▶ **Brief A**:
List every percentage figure written with a percent sign in the earnings call excerpt, in the order it appears.

[START Extract provided]

While our total offers were basically flat -- actually up 2% on a year-to-year basis -- our new customer flow decreased about 11%, more than entirely due to air.
On the other hand, our repeat customer traffic increased by 9% year to year, and our repeat rate as reported strengthened to 67.4%, up from 62.7% a year ago, reflecting not only the somewhat slower new customer flows, but also the continued strengthening and loyalty of our repeat franchise.
I might add that almost one-third of our repeat offers were due to multiple repeaters within the quarter, another sign of our core customer loyalty.
While we report these metrics only on a business-wide basis, our numbers I've just described are all substantially stronger for hotel than air, as reflected in the fact that our non-air booked offers increased from 41% to 61% of the company total year to year, up 20 percentage points.
These results reflected our view that we need to take some specific actions going forward.
First of all, we're not forecasting an improvement in our air business because we have no visibility as to how and when the airlines are going to go about restoring their pricing to a sustainable level.
We'll continue not only to offer our current name your own price airline product, but we'll also supplement it with a retail offering available both as a choice for unbound price line customers and through our lowest fare site.
More importantly, we will turn our marketing emphasis to our growing businesses, including, of course, hotel and our new vacation product.
Furthermore, we're announcing a restructuring of the business, reducing our head count complement by approximately 15%, down to about 300 people.
Bob will summarize the details, but we expect our non-discretionary expenses to be down by at least $13 million next year.
Now let me turn the call over to Bob, who will review the financials, and then Jeff, who will talk about the business, and then wrap up before questions.
Robert Mylod Jr. - Chief Financial Officer
Thanks, Rick.
Rick covered the main financial numbers for our third quarter, and Jeff will expound further on some of our metrics momentarily, so I'm going to focus my remarks on discussing a few specific topics that are worthy of greater amplification.
And I'd like to start with revenues.
I mentioned on our previous earnings call that the challenging supply dynamics that we were experiencing in our airline product, coupled with the uncertainty around demand for travel during the first anniversary of the terrorist attacks made it extremely difficult to predict our top line for the third quarter.
We therefore chose to not give specific revenue guidance for the third quarter.
Instead, we stated that our actual July revenues, representing the first month of our third quarter, were between 92 and $93 million, and that we expected to experience a monthly sequential decline in our August revenues.
Finally, we said that while September should typically be an up month from a seasonal perspective, it was certainly possible that September could be down sequentially, due to the current operating environment.
As the quarter played out, August, as predicted, was down sequentially.
And September was not only not up sequentially, it came in significantly below August levels.
All other financial measures -- most notably gross margin, variable operating expenses and fixed operating expenses -- came in at or better than expected levels, which is why we were able to manage our business to a break-even quarter, consistent with the low end of our EPS guidance on a pro forma basis, despite our disappointing revenue performance.

[END Extract provided]
[START Provided entries]

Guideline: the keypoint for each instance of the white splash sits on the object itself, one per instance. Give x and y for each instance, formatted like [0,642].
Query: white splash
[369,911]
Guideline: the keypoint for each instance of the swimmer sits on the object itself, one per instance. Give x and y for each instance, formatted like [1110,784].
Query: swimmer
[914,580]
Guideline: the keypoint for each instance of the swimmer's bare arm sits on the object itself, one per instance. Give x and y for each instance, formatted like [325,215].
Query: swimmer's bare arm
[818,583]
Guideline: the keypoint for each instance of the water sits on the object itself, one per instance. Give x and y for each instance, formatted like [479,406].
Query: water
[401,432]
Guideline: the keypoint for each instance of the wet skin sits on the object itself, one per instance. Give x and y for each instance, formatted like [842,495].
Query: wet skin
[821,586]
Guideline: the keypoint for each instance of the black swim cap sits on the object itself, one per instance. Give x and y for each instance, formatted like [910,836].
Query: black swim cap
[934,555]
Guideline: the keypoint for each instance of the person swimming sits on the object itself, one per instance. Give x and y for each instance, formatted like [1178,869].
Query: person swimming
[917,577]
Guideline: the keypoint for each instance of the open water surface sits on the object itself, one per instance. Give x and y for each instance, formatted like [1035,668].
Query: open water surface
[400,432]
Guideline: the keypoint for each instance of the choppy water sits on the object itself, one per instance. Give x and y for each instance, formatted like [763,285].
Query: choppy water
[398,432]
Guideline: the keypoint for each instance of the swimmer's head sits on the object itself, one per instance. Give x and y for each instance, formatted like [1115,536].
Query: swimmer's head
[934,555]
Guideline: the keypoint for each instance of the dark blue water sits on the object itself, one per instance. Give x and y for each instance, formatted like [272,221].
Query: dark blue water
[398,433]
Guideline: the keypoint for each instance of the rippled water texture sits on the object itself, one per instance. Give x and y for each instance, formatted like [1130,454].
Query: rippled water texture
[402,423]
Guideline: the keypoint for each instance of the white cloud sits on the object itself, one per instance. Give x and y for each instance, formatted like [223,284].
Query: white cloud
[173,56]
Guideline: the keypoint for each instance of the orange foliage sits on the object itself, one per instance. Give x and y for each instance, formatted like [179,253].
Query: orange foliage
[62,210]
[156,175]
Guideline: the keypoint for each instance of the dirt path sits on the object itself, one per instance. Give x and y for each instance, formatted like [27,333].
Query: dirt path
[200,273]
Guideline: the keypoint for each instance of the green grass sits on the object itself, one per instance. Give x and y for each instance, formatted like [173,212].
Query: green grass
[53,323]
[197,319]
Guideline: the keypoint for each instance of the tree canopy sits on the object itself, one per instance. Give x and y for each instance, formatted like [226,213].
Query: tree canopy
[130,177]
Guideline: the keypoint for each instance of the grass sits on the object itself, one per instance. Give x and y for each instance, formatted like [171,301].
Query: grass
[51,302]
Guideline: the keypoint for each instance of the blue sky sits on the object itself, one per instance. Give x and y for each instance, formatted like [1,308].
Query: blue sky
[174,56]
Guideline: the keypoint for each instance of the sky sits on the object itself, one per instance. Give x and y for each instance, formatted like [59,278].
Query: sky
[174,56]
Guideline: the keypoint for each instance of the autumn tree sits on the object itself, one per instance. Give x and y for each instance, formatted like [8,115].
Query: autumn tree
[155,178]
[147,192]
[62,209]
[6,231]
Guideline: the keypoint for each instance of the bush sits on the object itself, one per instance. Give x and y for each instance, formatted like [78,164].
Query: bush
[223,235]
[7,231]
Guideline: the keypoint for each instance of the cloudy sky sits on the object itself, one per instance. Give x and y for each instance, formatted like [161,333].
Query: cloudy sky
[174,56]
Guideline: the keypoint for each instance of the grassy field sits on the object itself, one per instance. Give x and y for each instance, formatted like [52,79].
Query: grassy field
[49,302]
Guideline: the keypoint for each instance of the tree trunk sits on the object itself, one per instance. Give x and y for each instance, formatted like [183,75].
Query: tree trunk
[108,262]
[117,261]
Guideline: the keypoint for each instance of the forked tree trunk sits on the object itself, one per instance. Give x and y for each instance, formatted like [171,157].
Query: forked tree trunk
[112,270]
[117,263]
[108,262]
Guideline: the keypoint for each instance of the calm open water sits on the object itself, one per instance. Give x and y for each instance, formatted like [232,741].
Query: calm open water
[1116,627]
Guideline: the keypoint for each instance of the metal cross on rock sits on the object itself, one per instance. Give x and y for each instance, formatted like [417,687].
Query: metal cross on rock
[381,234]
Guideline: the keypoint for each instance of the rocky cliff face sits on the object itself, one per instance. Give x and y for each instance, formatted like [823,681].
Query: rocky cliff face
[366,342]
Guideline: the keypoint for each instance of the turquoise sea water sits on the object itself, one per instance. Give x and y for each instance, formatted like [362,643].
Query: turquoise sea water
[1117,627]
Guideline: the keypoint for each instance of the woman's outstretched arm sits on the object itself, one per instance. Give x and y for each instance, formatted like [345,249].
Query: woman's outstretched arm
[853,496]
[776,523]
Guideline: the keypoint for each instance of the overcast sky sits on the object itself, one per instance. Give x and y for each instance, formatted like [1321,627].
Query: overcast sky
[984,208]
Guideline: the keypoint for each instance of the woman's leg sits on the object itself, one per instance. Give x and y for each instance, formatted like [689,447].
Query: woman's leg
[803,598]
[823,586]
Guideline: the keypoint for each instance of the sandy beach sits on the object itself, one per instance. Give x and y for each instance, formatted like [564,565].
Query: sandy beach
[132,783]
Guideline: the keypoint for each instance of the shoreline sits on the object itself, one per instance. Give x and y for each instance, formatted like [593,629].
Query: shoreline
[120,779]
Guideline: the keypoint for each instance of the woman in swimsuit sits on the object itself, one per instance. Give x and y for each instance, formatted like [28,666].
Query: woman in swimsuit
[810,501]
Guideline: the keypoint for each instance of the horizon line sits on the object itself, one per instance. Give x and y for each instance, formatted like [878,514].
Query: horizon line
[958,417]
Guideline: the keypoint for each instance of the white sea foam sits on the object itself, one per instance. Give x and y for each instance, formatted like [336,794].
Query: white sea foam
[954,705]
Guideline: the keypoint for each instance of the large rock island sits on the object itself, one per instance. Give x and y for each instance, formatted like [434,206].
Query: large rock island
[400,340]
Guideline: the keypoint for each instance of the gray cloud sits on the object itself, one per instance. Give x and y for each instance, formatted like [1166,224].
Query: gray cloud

[END Provided entries]

▶ **Brief B**:
Reproduce the rows from the line containing "Guideline: the keypoint for each instance of the woman in" through the end of the rows, inclusive, keeping every line and adding 69 to each keypoint coordinate in the answers.

▶ **Task solution A**:
2%, 11%, 9%, 67.4%, 62.7%, 41%, 61%, 15%

▶ **Task solution B**:
Guideline: the keypoint for each instance of the woman in swimsuit sits on the object itself, one per instance. Give x and y for each instance, formatted like [28,666].
Query: woman in swimsuit
[879,570]
Guideline: the keypoint for each instance of the horizon line sits on the object itself, one per instance. Give x and y for each instance, formatted like [878,514].
Query: horizon line
[1027,486]
Guideline: the keypoint for each instance of the white sea foam sits on the object itself, one per instance. Give x and y for each instance, formatted like [336,794].
Query: white sea foam
[1023,774]
Guideline: the keypoint for each instance of the large rock island sits on the object itself, one per instance. Give x and y for each instance, formatted like [434,206].
Query: large rock island
[469,409]
Guideline: the keypoint for each instance of the gray cloud sits on the object itself, one per instance. Give x and y for each instance, formatted like [1166,224].
Query: gray cloud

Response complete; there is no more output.